### Records provided
↓
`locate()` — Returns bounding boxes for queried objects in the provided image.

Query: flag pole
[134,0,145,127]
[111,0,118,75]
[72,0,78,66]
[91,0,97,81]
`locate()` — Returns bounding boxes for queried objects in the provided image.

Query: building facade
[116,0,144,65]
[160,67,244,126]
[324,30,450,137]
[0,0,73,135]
↑
↓
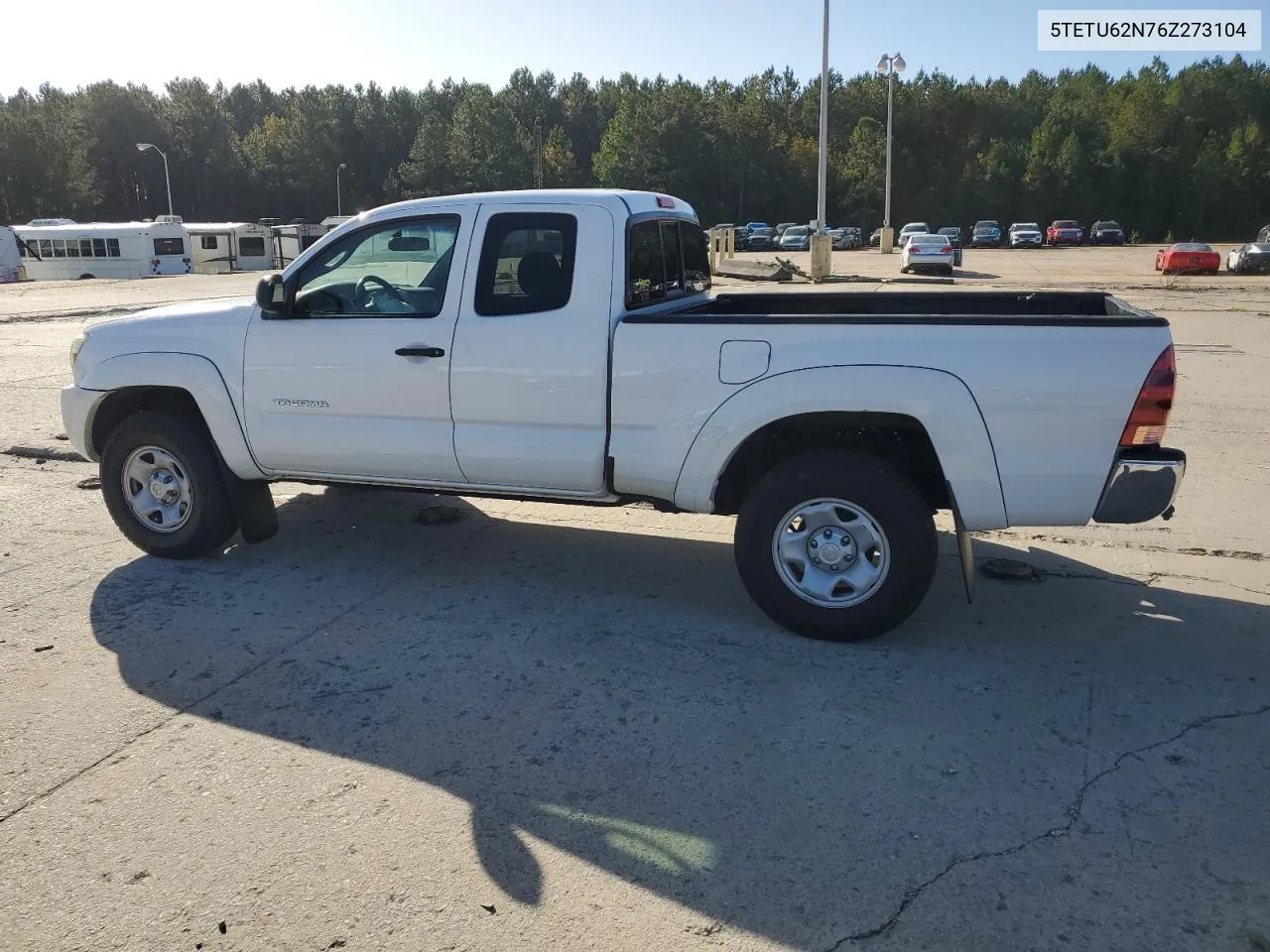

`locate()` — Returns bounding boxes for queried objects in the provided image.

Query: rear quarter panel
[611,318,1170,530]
↑
### Given exercise
Show each line of the data above that contains the string "Query". Case matters.

### Answer for this exercise
Query: flag pole
Query: building facade
Query: rear quarter panel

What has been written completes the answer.